◆ TASK TO CARRY OUT ◆
Your task is to write out all of the records once more, exactly.
**** INFORMATION SUPPLIED ****
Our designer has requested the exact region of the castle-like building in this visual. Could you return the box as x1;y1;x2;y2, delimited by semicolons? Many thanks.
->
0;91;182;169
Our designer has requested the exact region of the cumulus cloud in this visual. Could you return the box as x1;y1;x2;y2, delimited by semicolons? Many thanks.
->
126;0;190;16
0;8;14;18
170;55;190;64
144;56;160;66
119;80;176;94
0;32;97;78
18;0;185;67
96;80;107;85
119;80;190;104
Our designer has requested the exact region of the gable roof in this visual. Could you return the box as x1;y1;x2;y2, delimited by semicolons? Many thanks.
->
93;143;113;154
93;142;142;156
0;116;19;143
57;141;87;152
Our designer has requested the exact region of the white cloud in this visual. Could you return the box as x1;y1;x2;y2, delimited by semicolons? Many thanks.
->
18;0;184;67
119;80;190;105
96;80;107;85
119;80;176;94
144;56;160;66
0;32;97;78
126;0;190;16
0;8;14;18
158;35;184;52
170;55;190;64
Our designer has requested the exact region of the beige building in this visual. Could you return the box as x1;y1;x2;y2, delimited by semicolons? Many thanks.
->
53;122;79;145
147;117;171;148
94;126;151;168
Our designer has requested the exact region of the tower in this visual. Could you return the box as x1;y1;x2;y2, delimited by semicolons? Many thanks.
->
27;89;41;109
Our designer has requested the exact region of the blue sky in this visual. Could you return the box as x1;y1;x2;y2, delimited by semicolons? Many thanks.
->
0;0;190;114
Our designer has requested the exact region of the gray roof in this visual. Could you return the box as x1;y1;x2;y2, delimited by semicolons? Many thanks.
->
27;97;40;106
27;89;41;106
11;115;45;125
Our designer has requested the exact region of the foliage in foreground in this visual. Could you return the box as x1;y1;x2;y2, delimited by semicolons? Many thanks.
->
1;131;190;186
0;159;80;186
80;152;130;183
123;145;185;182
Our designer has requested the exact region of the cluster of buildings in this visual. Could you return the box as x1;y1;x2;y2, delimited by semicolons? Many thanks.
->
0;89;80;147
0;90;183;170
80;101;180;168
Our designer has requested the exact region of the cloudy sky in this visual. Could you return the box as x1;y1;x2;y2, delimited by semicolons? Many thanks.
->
****
◆ THE ANSWER ◆
Our designer has requested the exact region of the castle-like building in this visual. Could you return the box as x1;y1;x2;y2, delimited by semicolons? Many thanks.
->
0;91;182;169
Our designer has requested the exact region of the cumulus cloud in this visual. Could you return the box as x1;y1;x2;y2, delimited by semicolons? Many thanks.
->
126;0;190;16
0;8;14;18
170;55;190;64
144;56;160;66
119;80;176;94
0;32;97;78
18;0;185;67
96;80;107;85
119;80;190;104
Our designer has requested the exact region of the gable roof in this visual. Could you return the box as x1;y1;x2;y2, delimited by semicolons? Many thanks.
->
93;143;113;154
93;142;142;156
0;116;19;143
57;141;87;152
Our designer has requested the exact region of the white cloud in this visual. Could you return the box as x1;y1;x2;y2, delimited by semicolons? Many thanks.
->
18;0;184;67
119;80;190;105
96;80;107;85
119;80;176;94
144;56;160;66
0;32;97;78
126;0;190;16
0;8;14;18
158;35;184;52
170;55;190;64
Our designer has requested the exact region of the beige building in this visual. Could you return the box as x1;y1;x2;y2, delimited by semicolons? Many thanks.
->
53;122;79;145
147;117;171;148
94;126;151;168
Our designer has requested the exact region of the tower in this visual. Could you return the box as x1;y1;x2;y2, delimited by semicolons? Many thanks.
->
27;89;41;109
Our designer has requested the exact region of the blue sky in this visual. Could you return the box as x1;y1;x2;y2, delimited by semicolons? Many thanks.
->
0;0;190;114
Our designer has requested the exact region of the gray roof in this visual. Could you return the box as x1;y1;x2;y2, delimited by semicolons? Many thanks.
->
27;97;40;106
27;89;41;106
11;115;45;125
Our designer has requested the exact region of the foliage in foreground in this visual. Could you return the box as x1;y1;x2;y2, delimited by semicolons? Many thanks.
->
1;131;190;186
0;159;80;186
80;152;130;183
123;145;185;182
Our designer has requested the exact region of the cluster of buildings in this visual. Could you return the box as x1;y1;x2;y2, delimited by semicolons? Many thanks.
->
0;89;80;147
0;90;183;170
80;101;180;168
Our designer has requested the exact region of the cloudy sky in this visual. Could you return the box as x1;y1;x2;y2, delimited by semicolons? Many thanks.
->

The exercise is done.